### Passage shown
++++
Here is a description that extends our current understanding of their techniques, so that it allows us to gain an insight into what it actually may replicate in your organisation and your leaders. There is an example of a verbal definition to accommodate the assessment criteria for each of the 5 techniques below:

Denial of responsibility

A leader would:

-      Conceal parts of the truth with a lack of real choice to do otherwise (i.e.: ‘I told the customers we hired new staff already’ [but really nothing has begun in the organisation to hire staff]).

-      Passing blame and responsibility onto their superiors in the company (i.e.: ‘I’m waiting on the board to get back to me’).

-      Demanded quick effective fixes to social instability in the workplace (i.e.: ‘I want all staff to come to the staff BBQ tomorrow’).

-      Recognises employees that sacrifice honesty for efficiency (i.e: ‘That was excellent how you did that, however you did it doesn’t matter, it is done’).

-      Replaces employees who do not sacrifice honesty for efficiency (i.e.: ‘He is a good worker, but there are just so many things…’).

-      Be a pawn rather than a responsible agent (i.e.: ‘I am told that you all have to attend the marketing fair day to promote the company, without pay, and I am not coming’).


Denial of injury

A leader would:

-      Lie in reference to a situation was not a serious problem (i.e.: ‘I told the customers we have hired an entire gym facility for the organisation next year’).

-      Place weight towards other staff or sectors of the organisation that are deemed stable to accommodate the issue (i.e.: ‘We have a Coordinator who can help answer those questions’).

-      Have a capacity to put another employee on a constructive path (i.e.: ‘If you have any problems, let the Coordinator know, they’ll sort it out for you’).
++++
### Written tasks
1 - According to the passage on leaders' denial techniques, how many techniques is a verbal definition given for?
2 - Continue the passage on leaders' denial techniques, starting after its last sentence.
++++
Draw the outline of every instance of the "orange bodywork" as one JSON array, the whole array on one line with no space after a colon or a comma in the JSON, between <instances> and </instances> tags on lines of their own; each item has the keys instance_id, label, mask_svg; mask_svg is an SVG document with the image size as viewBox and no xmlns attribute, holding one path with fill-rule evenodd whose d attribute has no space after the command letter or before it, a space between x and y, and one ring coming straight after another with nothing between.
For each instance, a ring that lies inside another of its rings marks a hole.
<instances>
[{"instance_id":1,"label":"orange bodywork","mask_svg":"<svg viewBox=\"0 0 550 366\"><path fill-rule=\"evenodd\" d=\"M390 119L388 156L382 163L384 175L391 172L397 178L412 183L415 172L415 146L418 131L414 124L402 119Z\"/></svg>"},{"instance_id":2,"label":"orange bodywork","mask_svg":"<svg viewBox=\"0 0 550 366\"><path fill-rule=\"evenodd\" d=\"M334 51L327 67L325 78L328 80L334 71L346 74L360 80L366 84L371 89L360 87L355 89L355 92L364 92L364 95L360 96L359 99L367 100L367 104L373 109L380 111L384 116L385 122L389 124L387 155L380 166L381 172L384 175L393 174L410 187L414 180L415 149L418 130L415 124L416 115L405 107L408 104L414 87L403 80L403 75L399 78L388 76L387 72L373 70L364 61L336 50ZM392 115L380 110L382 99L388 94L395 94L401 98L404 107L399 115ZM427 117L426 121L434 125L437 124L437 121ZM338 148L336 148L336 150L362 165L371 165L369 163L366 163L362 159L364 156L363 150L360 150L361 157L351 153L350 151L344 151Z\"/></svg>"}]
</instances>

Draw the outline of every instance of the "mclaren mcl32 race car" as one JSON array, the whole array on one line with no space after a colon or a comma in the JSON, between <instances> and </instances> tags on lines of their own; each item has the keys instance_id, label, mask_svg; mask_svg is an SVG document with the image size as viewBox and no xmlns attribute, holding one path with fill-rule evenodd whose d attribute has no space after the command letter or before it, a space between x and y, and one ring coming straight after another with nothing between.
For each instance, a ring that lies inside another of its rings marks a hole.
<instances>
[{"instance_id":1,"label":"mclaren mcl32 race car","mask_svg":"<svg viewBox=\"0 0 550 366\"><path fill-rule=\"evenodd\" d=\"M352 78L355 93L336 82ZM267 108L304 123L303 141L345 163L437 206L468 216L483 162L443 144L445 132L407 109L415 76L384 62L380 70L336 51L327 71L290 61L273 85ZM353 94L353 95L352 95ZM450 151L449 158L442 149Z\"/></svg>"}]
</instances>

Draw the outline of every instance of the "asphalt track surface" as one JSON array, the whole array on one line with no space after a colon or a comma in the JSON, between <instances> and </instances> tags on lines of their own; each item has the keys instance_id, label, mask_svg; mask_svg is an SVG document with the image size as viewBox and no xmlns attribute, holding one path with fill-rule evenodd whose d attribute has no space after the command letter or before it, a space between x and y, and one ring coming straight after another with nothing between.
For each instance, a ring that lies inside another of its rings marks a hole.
++++
### Expected responses
1 - Five techniques.

2 -
-      Can create appealing moral obligations for other employees (i.e.: ‘A change of environment will do him/her good’)

-      Considerations of other employees are stretched to the level of incredulity (i.e.: ‘That manager and that worker are dangerous’).


Denial of victim

A leader would:

-      Believe that everyone in business does it this way (i.e.: ‘They would have done the same to us. They probably have’).

-      See lying as the choice of a realistic and pragmatic leader, rather than a choice as a principled or idealistic leader (i.e.: ‘I knew nothing about it, I wasn’t involved’).

-      Lie in a reference situation (i.e.: ‘Let us not get hasty about all of this, it will be ok’).


Condemnation of the condemners

A leader would:

-      When criticised turn the tables to the critics (i.e.: ‘If they think I have not done my job, then why was I not informed by them in the first place?’).

-      Question the motivation of the critic for being opposed to a pragmatic approach to the situation (i.e.: ‘They are just trying to make me look bad and blame me for their problems’).

-      Understand capitalism (i.e.: ‘What does he/she know? I’m trying to run a profitable company’).


Appeal to the higher loyalties

A leader would:

-      Attempt to justify lying in the reference situation (i.e.: ‘We can just tell them this for now, they will understand it better that way’).

-      Appeal to two types of moral obligations: (1) the individual (2) their own unit in the organisation. (i.e.: ‘My loyalty is first and foremost with the company’).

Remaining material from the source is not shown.